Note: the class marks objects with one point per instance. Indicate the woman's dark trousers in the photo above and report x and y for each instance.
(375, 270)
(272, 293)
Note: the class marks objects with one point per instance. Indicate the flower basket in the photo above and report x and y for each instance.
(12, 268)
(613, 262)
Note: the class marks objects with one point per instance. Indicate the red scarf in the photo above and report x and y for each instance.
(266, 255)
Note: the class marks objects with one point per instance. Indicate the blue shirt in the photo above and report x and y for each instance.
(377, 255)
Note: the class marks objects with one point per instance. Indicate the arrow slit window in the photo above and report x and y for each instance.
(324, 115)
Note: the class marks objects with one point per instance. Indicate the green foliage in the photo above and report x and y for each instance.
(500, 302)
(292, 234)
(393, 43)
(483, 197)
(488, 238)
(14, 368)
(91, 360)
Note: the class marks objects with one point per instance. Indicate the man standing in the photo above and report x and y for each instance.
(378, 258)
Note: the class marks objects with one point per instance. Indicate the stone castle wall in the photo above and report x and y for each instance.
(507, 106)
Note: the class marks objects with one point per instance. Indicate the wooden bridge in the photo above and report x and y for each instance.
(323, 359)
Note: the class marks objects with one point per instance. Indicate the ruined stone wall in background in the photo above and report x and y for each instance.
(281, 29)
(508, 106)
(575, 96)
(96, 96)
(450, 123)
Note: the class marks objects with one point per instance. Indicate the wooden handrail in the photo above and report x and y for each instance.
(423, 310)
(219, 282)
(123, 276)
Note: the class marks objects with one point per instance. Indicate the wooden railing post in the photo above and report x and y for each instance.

---

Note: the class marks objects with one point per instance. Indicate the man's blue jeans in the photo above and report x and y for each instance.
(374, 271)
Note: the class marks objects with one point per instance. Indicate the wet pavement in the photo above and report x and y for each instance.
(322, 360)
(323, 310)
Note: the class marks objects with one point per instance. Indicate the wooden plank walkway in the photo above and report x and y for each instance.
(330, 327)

* [Requirement]: The lines above from the one with "the wooden bridge" through the one with "the wooden railing" are to be duplicated exactly, ends included, with nothing added.

* [Exercise output]:
Note: the class marks objects with one point per instance. Indicate the wooden bridge in the photo above and report x and y for each instance.
(323, 359)
Note: the class marks objects with one point per instance. Indicate the ruined stone wall in background in the photo above and report x and y for each instance.
(281, 29)
(508, 106)
(575, 96)
(96, 96)
(450, 123)
Note: the class marks objects with one point per instance. Indicate the wooden handrail in the photo above and report x and y for each instance.
(423, 310)
(219, 282)
(123, 276)
Note: the class marks objects with one point per instance. Indicate the wooden railing post in the photo above and report x and y for each instance.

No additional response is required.